> WHAT IS REQUIRED: The job is to output each record exactly as it stands, pictures excluded.

> PROVIDED DATA:
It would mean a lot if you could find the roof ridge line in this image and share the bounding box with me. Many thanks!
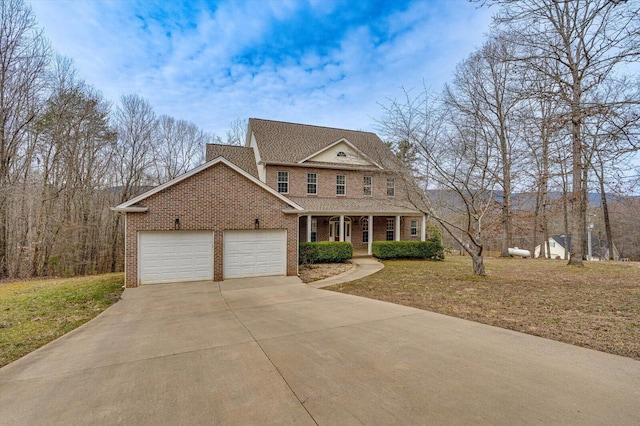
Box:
[249,117,376,135]
[206,143,251,148]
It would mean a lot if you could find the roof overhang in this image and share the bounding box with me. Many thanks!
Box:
[260,161,381,172]
[283,209,423,215]
[109,206,148,213]
[112,156,304,212]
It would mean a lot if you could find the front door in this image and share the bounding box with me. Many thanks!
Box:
[329,218,351,242]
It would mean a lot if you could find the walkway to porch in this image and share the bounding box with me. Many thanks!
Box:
[352,248,372,258]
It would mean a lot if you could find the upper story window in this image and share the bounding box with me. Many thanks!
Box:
[336,174,346,195]
[337,151,347,157]
[387,177,395,196]
[307,173,318,195]
[363,176,372,196]
[277,171,289,194]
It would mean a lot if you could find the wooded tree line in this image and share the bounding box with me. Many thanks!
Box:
[379,0,640,274]
[0,0,252,279]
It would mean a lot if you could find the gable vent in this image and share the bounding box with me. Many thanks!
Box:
[337,151,347,157]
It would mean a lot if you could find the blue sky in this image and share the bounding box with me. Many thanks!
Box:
[29,0,493,137]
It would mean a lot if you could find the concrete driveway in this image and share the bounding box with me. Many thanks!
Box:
[1,277,639,425]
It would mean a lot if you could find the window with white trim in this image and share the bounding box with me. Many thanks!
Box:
[387,177,395,196]
[363,176,372,196]
[277,171,289,193]
[362,218,369,243]
[336,174,346,195]
[386,218,395,241]
[311,218,317,242]
[411,220,418,236]
[307,173,317,195]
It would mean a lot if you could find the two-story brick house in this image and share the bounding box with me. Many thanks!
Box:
[114,118,426,287]
[209,118,426,253]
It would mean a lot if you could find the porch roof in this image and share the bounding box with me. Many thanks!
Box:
[284,196,422,215]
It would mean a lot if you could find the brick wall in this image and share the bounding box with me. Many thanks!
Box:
[266,166,399,199]
[124,162,298,287]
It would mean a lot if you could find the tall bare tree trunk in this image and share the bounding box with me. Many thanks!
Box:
[598,168,614,260]
[568,83,585,265]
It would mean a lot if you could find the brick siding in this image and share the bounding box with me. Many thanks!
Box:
[266,166,398,199]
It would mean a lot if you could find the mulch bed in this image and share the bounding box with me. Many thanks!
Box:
[299,262,354,283]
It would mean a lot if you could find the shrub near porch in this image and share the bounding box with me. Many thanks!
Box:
[372,241,444,260]
[299,242,353,264]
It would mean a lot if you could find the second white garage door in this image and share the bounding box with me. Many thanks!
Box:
[223,230,287,279]
[139,231,213,284]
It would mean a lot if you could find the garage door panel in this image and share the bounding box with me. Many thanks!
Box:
[139,231,213,284]
[224,230,286,279]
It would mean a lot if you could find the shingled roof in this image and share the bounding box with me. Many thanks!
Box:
[205,144,258,178]
[287,196,420,214]
[248,118,397,167]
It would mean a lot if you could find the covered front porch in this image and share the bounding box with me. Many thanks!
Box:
[298,213,427,255]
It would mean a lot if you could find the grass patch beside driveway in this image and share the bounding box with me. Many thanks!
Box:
[327,257,640,360]
[0,274,124,367]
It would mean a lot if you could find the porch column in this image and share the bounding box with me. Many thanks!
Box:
[421,214,427,241]
[368,215,373,255]
[339,215,345,242]
[306,215,312,242]
[395,215,401,241]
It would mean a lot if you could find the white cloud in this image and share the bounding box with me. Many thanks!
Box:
[28,0,493,137]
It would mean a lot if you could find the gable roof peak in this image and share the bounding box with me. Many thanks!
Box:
[247,117,397,167]
[112,156,303,212]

> EXERCISE RESULT:
It would mean a lot if you could find the roof ridge line in this image and share the bounding box with me. Many thanks!
Box:
[249,117,376,135]
[206,143,251,148]
It would mean a lot if you could find the roof overhang in this image and share the bounding box with me. Many thanks!
Box:
[260,161,381,172]
[283,209,423,215]
[109,206,148,213]
[112,156,304,212]
It would mean a lot if you could find the front door in this image and share the bounding box with me. Many thanks!
Box:
[329,218,351,242]
It would mean a lot if you could find the walkway to porch in this image and share the bounding box with me. Many thanks!
Box:
[352,248,372,258]
It would mean a lot if you could find the upper story window in this image and share the bounding box with me. Many thanks!
Box:
[336,174,346,195]
[337,151,347,157]
[387,177,395,196]
[307,173,318,195]
[363,176,372,196]
[277,171,289,194]
It would mean a lot if you could find the wooded tree line in this image and share the bounding box with me. Many thanks!
Box:
[379,0,640,274]
[0,0,252,279]
It would mean a lot if you could find the gable vent in this image and share the bounding box with me. Many thanks!
Box:
[337,151,347,157]
It would mean a lot if you could find the blue sky in this image and share the bounding box with me. Many thanks!
Box:
[29,0,493,137]
It would mean a lot if you could find the concrete driveway in this image and share the bounding box with me. Many thanks!
Box:
[1,277,639,425]
It would mean a lot if you could find the window with white trim in this image and share the bounding box with me. Many thanks!
Box:
[387,177,395,196]
[363,176,372,196]
[277,171,289,193]
[362,218,369,243]
[336,174,346,195]
[386,218,395,241]
[311,218,317,242]
[411,220,418,236]
[307,173,317,195]
It would mean a lot if you could find the two-story brick house in this image and share the bounding box with me. Many thanks!
Box:
[114,118,426,287]
[209,118,426,253]
It would mean a lot if you could find the porch roof in this image and share the bounding box with me. Many thanks!
Box:
[284,196,422,215]
It would mean a lot if you could find the brick wall in this image and share the bounding box with me. Many thanks!
Box:
[266,166,399,199]
[124,162,298,287]
It would mean a lot if you could find the tall bare tree trunk in this image and share the bounding box with me. Many thanks!
Box:
[598,168,614,260]
[568,83,585,265]
It would mean a lot if you could find the brick siding in this image and share the bounding box with me. Many thanks!
Box:
[266,166,398,199]
It would mean a lot if you could find the mulch bed in this image and share the bounding box with me. Many thanks!
Box:
[299,262,354,283]
It would mean a lot if you could find the shrub near porch in this image and share the bounding box with me. Many thanks!
Box:
[372,241,444,260]
[299,242,353,264]
It would mean a lot if you could find the second white garage door in this image and share the bounding box with me. Many thanks!
Box:
[223,230,287,279]
[139,231,213,284]
It would mean a lot if you could find the garage door panel in this image and share the bounding box with me. Many thanks!
Box:
[139,231,213,284]
[224,230,286,279]
It would mean a lot if you could find the shingled roof in this image and share the bounding box with me. Many thanks!
Box:
[205,144,258,178]
[287,196,420,214]
[248,118,397,167]
It would mean a lot if you could find the covered front porch in this image and share the bounding box with me. Many thanks!
Box:
[298,213,427,255]
It would mean a lot if you could find the grass patch beside driveway in this image and share the bounding box with me. Many thanks!
Box:
[327,257,640,360]
[0,274,124,367]
It would mean a lot if you could find the porch column in this image and share the bounding box with me. Many thanks!
Box:
[421,214,427,241]
[368,215,373,255]
[339,215,345,242]
[306,215,312,242]
[395,215,401,241]
It would mean a lot if you could find the white cloud in this image and share the bounding box with me. Many thanks!
Box:
[28,0,493,137]
It would mean a lot if you could find the gable roof peak in this image and share the bounding box with me. Many thanks!
Box:
[247,117,397,167]
[112,156,303,212]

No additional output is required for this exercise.